*Activity:* Please count the lines of the material below that contain the string "positive", and reply with that number alone.

——————

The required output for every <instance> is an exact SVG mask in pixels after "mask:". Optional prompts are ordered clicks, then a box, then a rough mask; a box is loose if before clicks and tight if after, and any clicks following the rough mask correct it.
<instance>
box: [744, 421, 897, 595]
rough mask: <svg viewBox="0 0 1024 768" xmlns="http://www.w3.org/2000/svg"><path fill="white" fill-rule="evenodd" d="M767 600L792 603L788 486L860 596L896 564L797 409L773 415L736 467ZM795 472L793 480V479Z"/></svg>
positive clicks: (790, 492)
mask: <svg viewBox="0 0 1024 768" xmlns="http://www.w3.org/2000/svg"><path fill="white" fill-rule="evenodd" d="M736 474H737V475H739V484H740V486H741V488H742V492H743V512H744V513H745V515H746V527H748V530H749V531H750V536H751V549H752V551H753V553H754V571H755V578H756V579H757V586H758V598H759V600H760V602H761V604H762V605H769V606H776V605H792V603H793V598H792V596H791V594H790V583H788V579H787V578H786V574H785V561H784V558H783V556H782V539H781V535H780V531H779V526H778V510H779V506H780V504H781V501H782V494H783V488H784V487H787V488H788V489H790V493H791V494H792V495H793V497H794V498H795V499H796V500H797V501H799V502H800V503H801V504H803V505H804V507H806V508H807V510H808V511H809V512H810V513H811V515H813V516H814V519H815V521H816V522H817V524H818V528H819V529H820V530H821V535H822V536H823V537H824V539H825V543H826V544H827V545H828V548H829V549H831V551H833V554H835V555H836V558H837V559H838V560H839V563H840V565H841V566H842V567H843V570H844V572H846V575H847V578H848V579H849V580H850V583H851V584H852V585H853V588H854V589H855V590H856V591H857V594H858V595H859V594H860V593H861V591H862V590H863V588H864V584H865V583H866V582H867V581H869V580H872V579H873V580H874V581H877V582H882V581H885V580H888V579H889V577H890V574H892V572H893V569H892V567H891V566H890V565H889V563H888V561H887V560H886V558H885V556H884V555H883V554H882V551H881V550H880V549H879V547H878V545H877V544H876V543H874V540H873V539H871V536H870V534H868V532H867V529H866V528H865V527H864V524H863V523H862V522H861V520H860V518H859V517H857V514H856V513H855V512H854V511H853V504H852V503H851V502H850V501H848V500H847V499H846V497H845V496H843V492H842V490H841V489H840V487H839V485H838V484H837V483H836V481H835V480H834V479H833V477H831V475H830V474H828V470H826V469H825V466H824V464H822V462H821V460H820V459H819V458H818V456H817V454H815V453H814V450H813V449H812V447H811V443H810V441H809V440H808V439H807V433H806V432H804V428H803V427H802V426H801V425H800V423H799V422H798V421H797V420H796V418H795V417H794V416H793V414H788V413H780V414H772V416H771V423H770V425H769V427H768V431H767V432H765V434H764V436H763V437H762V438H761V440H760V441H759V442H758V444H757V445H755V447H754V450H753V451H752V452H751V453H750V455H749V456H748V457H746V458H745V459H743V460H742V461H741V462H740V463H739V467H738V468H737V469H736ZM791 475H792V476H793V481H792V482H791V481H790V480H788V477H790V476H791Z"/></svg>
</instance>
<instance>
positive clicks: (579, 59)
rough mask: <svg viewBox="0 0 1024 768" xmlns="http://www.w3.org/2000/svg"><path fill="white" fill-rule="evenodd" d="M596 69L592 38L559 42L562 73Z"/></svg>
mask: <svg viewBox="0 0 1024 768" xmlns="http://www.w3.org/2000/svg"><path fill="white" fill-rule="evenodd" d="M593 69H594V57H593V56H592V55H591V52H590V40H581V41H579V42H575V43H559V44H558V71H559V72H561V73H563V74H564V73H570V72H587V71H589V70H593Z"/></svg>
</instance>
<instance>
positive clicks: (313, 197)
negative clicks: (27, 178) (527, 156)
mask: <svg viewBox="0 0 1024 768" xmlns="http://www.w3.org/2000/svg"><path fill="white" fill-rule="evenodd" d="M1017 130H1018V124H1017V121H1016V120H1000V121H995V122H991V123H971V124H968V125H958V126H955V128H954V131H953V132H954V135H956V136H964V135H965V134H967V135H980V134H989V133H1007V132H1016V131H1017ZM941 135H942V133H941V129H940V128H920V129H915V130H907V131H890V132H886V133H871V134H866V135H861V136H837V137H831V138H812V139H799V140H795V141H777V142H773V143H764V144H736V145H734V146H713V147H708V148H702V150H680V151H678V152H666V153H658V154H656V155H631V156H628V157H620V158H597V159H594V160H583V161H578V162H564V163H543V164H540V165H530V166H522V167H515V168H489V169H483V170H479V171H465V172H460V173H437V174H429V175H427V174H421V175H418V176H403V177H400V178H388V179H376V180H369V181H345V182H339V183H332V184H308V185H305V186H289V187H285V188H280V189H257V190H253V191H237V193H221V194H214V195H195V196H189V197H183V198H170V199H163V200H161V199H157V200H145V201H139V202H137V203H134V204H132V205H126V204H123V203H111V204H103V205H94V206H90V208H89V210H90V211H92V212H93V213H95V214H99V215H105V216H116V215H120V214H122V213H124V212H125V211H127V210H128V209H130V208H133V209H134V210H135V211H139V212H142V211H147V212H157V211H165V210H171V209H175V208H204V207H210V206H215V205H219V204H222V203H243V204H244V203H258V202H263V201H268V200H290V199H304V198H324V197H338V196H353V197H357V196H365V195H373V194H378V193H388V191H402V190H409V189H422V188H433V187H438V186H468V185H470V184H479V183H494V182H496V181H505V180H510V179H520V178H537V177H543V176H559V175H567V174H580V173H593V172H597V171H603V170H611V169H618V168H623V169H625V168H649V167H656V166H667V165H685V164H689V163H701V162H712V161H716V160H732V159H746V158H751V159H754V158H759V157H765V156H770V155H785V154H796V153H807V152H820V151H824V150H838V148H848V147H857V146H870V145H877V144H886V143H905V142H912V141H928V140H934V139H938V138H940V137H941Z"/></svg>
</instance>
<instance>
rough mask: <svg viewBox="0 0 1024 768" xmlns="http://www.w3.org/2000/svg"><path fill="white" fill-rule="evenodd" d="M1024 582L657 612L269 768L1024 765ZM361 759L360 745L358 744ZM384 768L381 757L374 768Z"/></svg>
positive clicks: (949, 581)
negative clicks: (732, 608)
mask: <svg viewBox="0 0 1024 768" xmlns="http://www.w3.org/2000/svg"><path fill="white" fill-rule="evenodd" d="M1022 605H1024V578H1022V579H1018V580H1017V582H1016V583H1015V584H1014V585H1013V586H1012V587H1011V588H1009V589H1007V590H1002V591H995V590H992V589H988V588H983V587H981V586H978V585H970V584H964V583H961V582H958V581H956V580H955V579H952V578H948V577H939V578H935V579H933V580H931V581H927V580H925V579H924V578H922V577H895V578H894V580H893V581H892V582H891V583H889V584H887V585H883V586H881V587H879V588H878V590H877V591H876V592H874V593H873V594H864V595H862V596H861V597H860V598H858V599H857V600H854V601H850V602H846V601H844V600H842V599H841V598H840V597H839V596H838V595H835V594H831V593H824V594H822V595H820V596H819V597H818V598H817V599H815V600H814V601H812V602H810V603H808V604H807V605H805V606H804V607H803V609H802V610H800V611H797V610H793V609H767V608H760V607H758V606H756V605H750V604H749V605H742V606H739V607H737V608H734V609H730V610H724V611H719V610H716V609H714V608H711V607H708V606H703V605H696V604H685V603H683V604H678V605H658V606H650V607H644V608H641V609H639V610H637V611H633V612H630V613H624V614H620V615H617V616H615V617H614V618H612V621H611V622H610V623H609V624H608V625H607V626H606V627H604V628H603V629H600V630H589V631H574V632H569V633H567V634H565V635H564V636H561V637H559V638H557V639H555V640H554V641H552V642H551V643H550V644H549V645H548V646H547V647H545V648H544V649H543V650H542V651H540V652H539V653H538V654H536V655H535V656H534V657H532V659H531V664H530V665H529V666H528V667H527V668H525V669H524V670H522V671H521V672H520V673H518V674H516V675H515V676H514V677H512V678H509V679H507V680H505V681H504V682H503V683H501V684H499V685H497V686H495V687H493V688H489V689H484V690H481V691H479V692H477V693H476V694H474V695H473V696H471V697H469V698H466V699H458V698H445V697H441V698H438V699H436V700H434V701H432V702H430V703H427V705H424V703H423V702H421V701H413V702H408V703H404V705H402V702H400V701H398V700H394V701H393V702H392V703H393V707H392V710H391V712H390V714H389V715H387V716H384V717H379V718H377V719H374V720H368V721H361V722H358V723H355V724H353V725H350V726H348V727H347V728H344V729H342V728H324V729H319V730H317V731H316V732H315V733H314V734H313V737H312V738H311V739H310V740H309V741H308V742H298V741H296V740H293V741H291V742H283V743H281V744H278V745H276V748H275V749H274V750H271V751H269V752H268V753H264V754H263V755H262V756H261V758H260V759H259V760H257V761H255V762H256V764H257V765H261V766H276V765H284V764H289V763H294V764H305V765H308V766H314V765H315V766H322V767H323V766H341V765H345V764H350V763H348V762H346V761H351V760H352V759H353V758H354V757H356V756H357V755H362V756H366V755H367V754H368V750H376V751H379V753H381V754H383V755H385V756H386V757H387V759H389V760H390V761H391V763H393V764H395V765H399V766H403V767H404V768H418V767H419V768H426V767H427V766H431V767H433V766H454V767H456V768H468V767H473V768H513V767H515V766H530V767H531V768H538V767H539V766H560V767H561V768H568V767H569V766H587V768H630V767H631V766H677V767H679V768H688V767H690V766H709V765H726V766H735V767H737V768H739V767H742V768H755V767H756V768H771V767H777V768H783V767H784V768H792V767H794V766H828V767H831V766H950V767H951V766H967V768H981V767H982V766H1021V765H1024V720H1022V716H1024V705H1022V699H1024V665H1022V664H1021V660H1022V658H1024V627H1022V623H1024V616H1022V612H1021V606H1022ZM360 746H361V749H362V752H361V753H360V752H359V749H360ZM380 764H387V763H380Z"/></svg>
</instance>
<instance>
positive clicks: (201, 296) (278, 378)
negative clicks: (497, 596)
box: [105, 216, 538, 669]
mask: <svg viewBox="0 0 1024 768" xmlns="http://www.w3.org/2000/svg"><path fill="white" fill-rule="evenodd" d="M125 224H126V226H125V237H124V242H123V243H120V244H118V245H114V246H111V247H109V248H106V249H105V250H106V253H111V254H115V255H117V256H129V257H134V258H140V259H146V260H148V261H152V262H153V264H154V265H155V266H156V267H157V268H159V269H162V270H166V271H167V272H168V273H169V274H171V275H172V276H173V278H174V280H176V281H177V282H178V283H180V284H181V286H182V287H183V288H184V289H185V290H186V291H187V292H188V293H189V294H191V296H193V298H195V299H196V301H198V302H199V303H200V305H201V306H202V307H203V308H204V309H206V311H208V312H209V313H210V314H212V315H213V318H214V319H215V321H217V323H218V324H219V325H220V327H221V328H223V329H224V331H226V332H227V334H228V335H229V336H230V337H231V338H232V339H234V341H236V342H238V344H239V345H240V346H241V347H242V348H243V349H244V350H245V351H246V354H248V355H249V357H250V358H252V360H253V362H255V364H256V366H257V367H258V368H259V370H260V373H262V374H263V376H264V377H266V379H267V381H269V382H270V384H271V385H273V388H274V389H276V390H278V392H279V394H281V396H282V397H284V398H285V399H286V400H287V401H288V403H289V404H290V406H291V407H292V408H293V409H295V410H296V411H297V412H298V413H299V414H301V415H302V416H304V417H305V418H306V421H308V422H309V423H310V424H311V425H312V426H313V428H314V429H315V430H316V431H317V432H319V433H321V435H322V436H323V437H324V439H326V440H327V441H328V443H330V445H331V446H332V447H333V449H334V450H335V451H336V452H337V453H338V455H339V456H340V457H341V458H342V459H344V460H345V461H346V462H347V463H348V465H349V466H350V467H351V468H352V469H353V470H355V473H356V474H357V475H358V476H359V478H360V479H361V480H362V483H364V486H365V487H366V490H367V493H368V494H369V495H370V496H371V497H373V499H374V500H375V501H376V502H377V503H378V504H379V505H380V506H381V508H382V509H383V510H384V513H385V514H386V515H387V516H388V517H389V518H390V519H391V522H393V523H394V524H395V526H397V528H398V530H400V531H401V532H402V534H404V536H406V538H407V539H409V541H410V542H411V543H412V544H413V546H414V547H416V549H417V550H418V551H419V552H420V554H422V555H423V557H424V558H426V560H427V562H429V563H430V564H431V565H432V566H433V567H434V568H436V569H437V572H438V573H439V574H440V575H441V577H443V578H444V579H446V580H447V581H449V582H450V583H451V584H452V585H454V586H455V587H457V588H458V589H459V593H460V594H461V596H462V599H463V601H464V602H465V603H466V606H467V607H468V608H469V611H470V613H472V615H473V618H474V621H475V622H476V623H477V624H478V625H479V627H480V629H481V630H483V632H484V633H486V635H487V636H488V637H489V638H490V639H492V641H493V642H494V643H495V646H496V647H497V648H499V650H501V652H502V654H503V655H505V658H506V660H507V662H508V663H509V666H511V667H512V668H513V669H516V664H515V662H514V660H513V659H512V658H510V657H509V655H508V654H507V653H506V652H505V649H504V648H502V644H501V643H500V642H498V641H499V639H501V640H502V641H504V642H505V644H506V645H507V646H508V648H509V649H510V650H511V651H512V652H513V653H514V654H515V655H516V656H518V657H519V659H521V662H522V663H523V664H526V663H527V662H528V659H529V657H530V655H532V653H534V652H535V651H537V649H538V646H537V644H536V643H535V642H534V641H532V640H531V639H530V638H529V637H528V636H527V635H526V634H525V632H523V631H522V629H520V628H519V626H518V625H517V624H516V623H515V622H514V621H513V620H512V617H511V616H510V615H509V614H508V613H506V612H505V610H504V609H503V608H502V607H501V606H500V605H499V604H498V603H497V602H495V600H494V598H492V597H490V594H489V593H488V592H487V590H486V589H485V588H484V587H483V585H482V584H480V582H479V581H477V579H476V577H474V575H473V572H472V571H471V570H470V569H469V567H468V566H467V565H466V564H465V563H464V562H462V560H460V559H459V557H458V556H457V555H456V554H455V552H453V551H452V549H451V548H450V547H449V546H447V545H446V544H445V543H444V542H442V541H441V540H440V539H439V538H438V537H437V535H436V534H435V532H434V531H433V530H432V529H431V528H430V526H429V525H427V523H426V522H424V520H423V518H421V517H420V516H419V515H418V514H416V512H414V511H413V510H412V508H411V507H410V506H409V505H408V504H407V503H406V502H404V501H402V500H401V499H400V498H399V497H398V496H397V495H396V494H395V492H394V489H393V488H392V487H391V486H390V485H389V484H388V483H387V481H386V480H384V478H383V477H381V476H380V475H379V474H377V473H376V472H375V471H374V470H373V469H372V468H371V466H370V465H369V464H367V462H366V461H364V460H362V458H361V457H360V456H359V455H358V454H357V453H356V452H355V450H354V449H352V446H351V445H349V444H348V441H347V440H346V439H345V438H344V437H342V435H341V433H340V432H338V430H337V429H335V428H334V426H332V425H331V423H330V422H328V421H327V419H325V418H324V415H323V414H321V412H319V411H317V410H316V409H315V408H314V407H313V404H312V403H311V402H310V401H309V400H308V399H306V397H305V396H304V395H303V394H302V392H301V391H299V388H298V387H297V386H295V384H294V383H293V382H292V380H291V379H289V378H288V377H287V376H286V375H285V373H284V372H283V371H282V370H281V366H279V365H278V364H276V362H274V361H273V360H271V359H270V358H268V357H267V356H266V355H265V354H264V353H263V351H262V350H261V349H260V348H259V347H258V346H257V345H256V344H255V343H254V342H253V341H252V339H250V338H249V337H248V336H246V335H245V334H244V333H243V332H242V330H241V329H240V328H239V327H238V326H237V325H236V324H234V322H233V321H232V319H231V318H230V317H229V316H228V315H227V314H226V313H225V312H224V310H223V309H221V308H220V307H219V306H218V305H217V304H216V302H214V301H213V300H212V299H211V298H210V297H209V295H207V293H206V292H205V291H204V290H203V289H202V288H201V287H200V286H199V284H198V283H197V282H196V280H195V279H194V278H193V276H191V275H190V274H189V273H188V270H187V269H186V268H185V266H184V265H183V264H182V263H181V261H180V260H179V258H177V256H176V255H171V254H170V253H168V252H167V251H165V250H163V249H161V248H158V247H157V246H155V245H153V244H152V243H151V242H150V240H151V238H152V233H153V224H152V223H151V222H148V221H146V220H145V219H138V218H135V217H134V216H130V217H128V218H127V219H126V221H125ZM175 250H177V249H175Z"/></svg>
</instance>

——————

*Worked solution:* 5